### WRITTEN EXERCISE
Reproduce word for word the stretch of the math teacher's manifesto below, starting with "Thursday, April 19, 2018" and going on through "without any direction.".

── READING TEXT

Thursday, April 19, 2018

The "What am I doing here?" Manifesto.

Ladies and gentlemen, I am a math teacher. I have the patience of a 90 year-old grandmother. I have the wit of a stand-up comedian. On occasion, the humor of a 13 year-old boy. And I have been blogging for years without any direction.

I am Crystal Math of the Complex Radicals, though don't ask me who they are (some of 'em are imaginary!). I started teaching in 2008 -- a year of growth for me, filled with political protests and unknowingly meeting my future husband at a farmer's market. Within that year, I learned the hard way of how to plan a lesson, discipline students, and balance home life with a career. I also decided to pursue a teaching credential -- I felt valued at the little charter high school where students wrote their feelings on their homework and we held monthly community meetings with families. About a decade later, Crystal Math is no less radical but a little more complex.

But none of that has to do with what I am DOING. HERE. TODAY.

────
── DATA PROVIDED

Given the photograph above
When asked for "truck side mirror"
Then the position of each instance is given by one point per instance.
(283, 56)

────

### PROBLEM SOLUTION
Thursday, April 19, 2018

The "What am I doing here?" Manifesto.

Ladies and gentlemen, I am a math teacher. I have the patience of a 90 year-old grandmother. I have the wit of a stand-up comedian. On occasion, the humor of a 13 year-old boy. And I have been blogging for years without any direction.